Teks Sumber:
• • • • •

Perusahaan China Potong Gaji Karyawan yang Kurang Olahraga
- Istimewa
VIVA – Sebuah perusahaan real estate di China dituduh menerapkan kebijakan yang salah untuk mendorong karyawannya rajin berolahraga. Para karyawan mengaku mereka didenda sekitar Rp21 tiap satu langkah yang gagal mereka capai menuju target bulanan sebanyak 180 ribu langkah.
Masalah ini menjadi hal besar di China. Sebab, sejumlah perusahaan asuransi kesehatan menggunakan aplikasi untuk melacak langkah harian dari klien mereka dan menawarkan diskon masa depan jika mencapai target. Bahkan, banyak sekolah mengharuskan siswanya untuk berjalan atau berolahraga setiap hari dan memeriksa secara rutin aplikasi pedometer di teleponnya untuk memastikan mereka melakukannya.

• • • • •

(Entri koleksi)
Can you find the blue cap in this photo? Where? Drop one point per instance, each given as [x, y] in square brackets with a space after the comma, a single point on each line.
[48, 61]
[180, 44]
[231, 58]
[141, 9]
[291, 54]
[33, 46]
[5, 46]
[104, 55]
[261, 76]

• • • • •

Tugas Anda:
a - Ringkas paragraf dalam teks tentang perusahaan China yang diawali "Masalah ini menjadi hal besar" menjadi satu kalimat. Pertahankan fakta-fakta utamanya.
b - Salin kembali sebagian teks tentang perusahaan China dengan mengganti "China" menjadi "Tiongkok". Mulailah dari kalimat yang memuat "Perusahaan China Potong" dan berhenti setelah "memastikan mereka melakukannya.".

Jawaban Tugas:
a - Masalah ini menjadi hal besar di China karena sejumlah perusahaan asuransi kesehatan memakai aplikasi untuk melacak langkah harian klien dan menawarkan diskon masa depan jika target tercapai, sementara banyak sekolah mewajibkan siswa berjalan atau berolahraga setiap hari dan rutin memeriksa aplikasi pedometer di telepon mereka.

b -
Perusahaan Tiongkok Potong Gaji Karyawan yang Kurang Olahraga
- Istimewa
VIVA – Sebuah perusahaan real estate di Tiongkok dituduh menerapkan kebijakan yang salah untuk mendorong karyawannya rajin berolahraga. Para karyawan mengaku mereka didenda sekitar Rp21 tiap satu langkah yang gagal mereka capai menuju target bulanan sebanyak 180 ribu langkah.
Masalah ini menjadi hal besar di Tiongkok. Sebab, sejumlah perusahaan asuransi kesehatan menggunakan aplikasi untuk melacak langkah harian dari klien mereka dan menawarkan diskon masa depan jika mencapai target. Bahkan, banyak sekolah mengharuskan siswanya untuk berjalan atau berolahraga setiap hari dan memeriksa secara rutin aplikasi pedometer di teleponnya untuk memastikan mereka melakukannya.